BEGIN

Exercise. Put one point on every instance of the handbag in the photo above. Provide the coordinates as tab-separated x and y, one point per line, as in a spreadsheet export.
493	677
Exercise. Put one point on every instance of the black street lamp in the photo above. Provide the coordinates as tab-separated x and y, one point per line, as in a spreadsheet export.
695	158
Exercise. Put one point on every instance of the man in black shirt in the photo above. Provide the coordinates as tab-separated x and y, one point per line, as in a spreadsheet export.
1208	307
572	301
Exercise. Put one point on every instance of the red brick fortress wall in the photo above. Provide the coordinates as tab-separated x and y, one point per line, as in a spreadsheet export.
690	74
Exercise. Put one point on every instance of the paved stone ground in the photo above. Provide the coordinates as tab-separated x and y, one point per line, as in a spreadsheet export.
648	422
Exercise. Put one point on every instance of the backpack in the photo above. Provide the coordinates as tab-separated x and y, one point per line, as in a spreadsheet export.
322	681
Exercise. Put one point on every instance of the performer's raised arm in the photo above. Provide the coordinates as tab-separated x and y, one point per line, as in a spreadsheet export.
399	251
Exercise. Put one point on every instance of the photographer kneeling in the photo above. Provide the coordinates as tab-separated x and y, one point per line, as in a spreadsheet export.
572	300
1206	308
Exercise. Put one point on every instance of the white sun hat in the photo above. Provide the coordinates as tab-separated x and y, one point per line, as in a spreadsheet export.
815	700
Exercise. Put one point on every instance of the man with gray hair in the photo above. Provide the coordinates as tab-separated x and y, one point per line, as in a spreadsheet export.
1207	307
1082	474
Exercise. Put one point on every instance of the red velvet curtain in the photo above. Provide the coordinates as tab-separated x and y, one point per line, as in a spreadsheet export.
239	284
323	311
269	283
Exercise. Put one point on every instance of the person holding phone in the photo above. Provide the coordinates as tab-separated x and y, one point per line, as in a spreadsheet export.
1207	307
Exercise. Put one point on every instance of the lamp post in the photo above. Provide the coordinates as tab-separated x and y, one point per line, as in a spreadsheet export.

END

→ **WORK REQUIRED**:
Reproduce all of the records above word for word, keeping every line in its original order.

→ **FINAL RESULT**:
Exercise. Put one point on every instance of the handbag in the photo above. Provide the coordinates as tab-separated x and y, one point per line, as in a spreadsheet export.
493	677
Exercise. Put one point on every instance of the black street lamp in the photo above. Provide the coordinates as tab-separated x and y, one point per line, as in a spreadsheet export.
695	158
Exercise. Put one point on every instance of the man in black shirt in the photo above. Provide the coordinates as tab-separated x and y, one point per line, as in a spreadsheet export.
1208	307
572	301
Exercise. Put one point on every instance of the red brick fortress wall in the photo above. Provide the coordinates as tab-separated x and y, one point per line, as in a spreadsheet export.
690	74
Exercise. Put one point on every instance of the paved stone ground in the photo above. Provide the coordinates as tab-separated x and y, one point per line, as in a spreadsheet export.
648	422
Exercise. Put one point on every instance of the backpack in the photo above. Provide the coordinates as tab-separated x and y, one point per line, as in a spreadsheet export.
322	681
Exercise. Put one point on every instance of the performer's raised arm in the photo above. Provide the coordinates as tab-separated x and y, one point per line, as in a spreadsheet export.
399	251
Exercise. Put one point on every instance of the photographer kneeling in the photo above. Provide the coordinates as tab-separated x and y, one point per line, as in a spreadsheet export.
572	300
1206	308
Exercise. Put one point on every instance of the white sun hat in the photo above. Provide the coordinates as tab-separated x and y, one point per line, as in a spreadsheet export.
815	700
Exercise. Put one point on every instance of the man with gray hair in the photo above. Provide the coordinates as tab-separated x and y, one point per line, as in a spreadsheet export.
1207	307
1082	474
Exercise. Put one point on every instance of the red velvet curtain in the photo above. Provide the coordinates as tab-separated x and y, one point per line, as in a spreadsheet export.
239	284
323	311
269	283
Exercise. Put one point on every instance of the person holding phone in the photo above. Provide the coordinates as tab-separated x and y, one point per line, as in a spreadsheet export.
1207	307
Exercise. Put one point on every instance of the lamp post in the photo above. Provide the coordinates as tab-separated x and y, one point per line, as in a spreadsheet export.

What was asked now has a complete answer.